Consigne 1:
Les affirmations suivantes concordent-elles avec l'entretien sur la Commune ? Répondez par oui ou par non à chacune, en citant mot pour mot les termes décisifs de l'entretien.
(a) François Hollande estime que la démocratie directe peut remplacer la démocratie représentative.
(b) Selon André Chassaigne, Nicolas Sarkozy a cherché à limiter le rôle du Parlement.
(c) L'entretien est daté du samedi 2 avril 2011.

Extrait présenté:
1871-2011 : la Commune est-elle toujours moderne ?

samedi 2 avril 2011.
 

Il y a cent quarante ans, 
les communards avaient innové 
en offrant de nouveaux pouvoirs aux citoyens, garants d’une démocratie plus directe : révocabilité des élus, mécanismes autogestionnaires, etc. Peut-on 
s’en inspirer aujourd’hui ?

François Hollande. La Commune a laissé une empreinte indélébile sur notre République. La démocratie est un bien précieux qu’il nous faut préserver et entretenir sous peine de profondes tensions dans notre société. Mais si je reconnais que l’émergence du droit de pétition et celle du référendum d’initiative populaire peuvent être des avancées majeures, la démocratie directe ne peut se substituer à la démocratie représentative. Les procédures de contrôle et de concertation doivent être renforcées. Et un nouvel acte de la décentralisation doit contribuer à élargir les responsabilités locales.

André Chassaigne. L’exemple des droits et pouvoirs confiés aux citoyens pendant la Commune doit toujours nourrir notre conception de l’exercice démocratique. L’intervention populaire est à la fois le but et le moyen d’une démocratie active. L’affaiblissement du débat démocratique dans notre société, le rejet de la politique tiennent pour une large part à la confiscation de la parole et de l’intelligence populaires. La classe dominante prône d’ailleurs la même idéologie réactionnaire que la « bonne société » du XIXe siècle, fondée sur les supposés dons et mérites individuels, censés limiter l’intervention politique à quelques spécialistes.

Le mandat de Nicolas Sarkozy 
a été marqué par une dérive très personnelle du pouvoir. Faut-il convoquer une Constituante pour changer de République ?

André Chassaigne. Tous les chefs de l’État ont exploité les ressorts de la Ve République dans l’objectif de concentrer les pouvoirs. Avec Nicolas Sarkozy, nous atteignons le paroxysme de la pratique politique personnelle, notamment parce qu’il n’a eu de cesse de limiter le rôle du Parlement avec l’appui de sa majorité. Mais il s’inscrit dans une certaine continuité. On voit bien que la Constitution de la Ve République, par elle-même, n’est pas à même de garantir des principes essentiels comme la séparation des pouvoirs ou le plein exercice du domaine législatif par le Parlement. Nous devons travailler collectivement à la définition d’une VIe République sociale et solidaire.

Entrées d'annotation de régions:
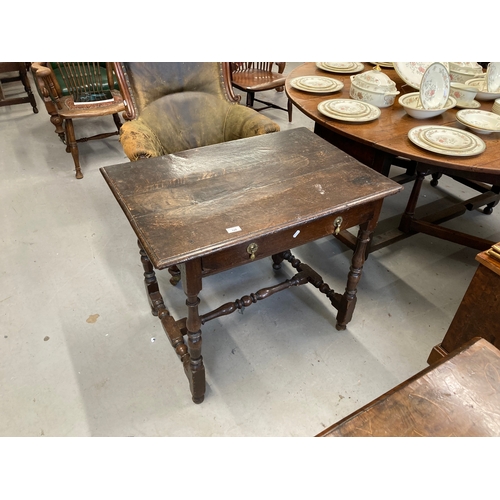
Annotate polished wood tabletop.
[101,127,401,403]
[285,62,500,251]
[285,62,500,184]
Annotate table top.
[318,338,500,437]
[285,62,500,183]
[100,128,401,269]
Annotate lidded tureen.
[349,66,400,108]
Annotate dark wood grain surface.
[318,339,500,437]
[286,62,500,183]
[101,128,401,269]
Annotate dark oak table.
[286,63,500,251]
[101,128,401,403]
[427,246,500,363]
[317,338,500,437]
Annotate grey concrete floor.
[0,63,500,437]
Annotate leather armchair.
[115,62,280,161]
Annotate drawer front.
[202,204,373,275]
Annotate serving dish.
[393,62,450,90]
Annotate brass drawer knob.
[247,243,259,260]
[333,217,344,235]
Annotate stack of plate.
[486,62,500,92]
[316,62,365,73]
[420,62,450,109]
[456,109,500,134]
[290,76,344,94]
[465,76,500,101]
[408,125,486,156]
[318,99,381,123]
[491,99,500,115]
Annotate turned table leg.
[137,241,165,316]
[179,259,205,403]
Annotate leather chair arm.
[224,104,280,141]
[120,120,165,161]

Consigne 2:
Pouvez-vous reproduire à l'identique les lignes d'annotation de régions comprises entre la ligne contenant « Annotate stack of plate. » et la dernière de ces lignes, bornes incluses ?

Réponse complète 1:
(a) Non : « la démocratie directe ne peut se substituer à la démocratie représentative ».
(b) Oui : « il n’a eu de cesse de limiter le rôle du Parlement avec l’appui de sa majorité ».
(c) Oui : « samedi 2 avril 2011. »

Réponse complète 2:
Annotate stack of plate.
[486,62,500,92]
[316,62,365,73]
[420,62,450,109]
[456,109,500,134]
[290,76,344,94]
[465,76,500,101]
[408,125,486,156]
[318,99,381,123]
[491,99,500,115]
Annotate turned table leg.
[137,241,165,316]
[179,259,205,403]
Annotate leather chair arm.
[224,104,280,141]
[120,120,165,161]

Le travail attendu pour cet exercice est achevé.